*** Materials provided Section Begins ***

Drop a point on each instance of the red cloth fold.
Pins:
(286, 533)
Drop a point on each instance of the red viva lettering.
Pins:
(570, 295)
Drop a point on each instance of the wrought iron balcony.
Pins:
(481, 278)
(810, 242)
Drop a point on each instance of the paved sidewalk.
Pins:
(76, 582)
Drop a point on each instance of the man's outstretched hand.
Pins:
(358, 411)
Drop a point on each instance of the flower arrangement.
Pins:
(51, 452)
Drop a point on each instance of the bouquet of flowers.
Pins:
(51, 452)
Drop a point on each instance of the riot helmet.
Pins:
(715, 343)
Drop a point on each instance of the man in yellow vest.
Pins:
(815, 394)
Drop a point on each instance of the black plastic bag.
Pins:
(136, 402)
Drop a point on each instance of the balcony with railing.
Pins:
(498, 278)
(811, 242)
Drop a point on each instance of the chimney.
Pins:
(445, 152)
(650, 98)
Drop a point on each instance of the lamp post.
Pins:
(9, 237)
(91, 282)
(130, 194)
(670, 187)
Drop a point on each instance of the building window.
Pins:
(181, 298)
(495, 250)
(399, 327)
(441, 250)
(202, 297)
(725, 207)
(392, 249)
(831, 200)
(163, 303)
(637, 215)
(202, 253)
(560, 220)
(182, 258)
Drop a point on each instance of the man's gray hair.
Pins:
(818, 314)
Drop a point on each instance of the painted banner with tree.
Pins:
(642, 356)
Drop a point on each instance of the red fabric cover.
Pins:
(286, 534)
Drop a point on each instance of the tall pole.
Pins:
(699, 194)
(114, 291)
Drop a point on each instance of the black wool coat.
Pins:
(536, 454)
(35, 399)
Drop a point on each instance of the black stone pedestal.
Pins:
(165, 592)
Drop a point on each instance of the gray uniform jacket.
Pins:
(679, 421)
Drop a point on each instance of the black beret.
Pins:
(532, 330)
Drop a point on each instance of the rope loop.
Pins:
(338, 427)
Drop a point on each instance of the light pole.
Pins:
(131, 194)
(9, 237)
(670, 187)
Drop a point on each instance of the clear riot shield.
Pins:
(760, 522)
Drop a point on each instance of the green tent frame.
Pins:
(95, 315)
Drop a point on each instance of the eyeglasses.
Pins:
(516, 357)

*** Materials provided Section Ends ***

Begin with the line that contains "Drop a point on each instance of the eyeglasses." and end with the last line of the records; set down every line in that span exactly, and nothing else.

### Result for this task
Drop a point on each instance of the eyeglasses.
Pins:
(516, 357)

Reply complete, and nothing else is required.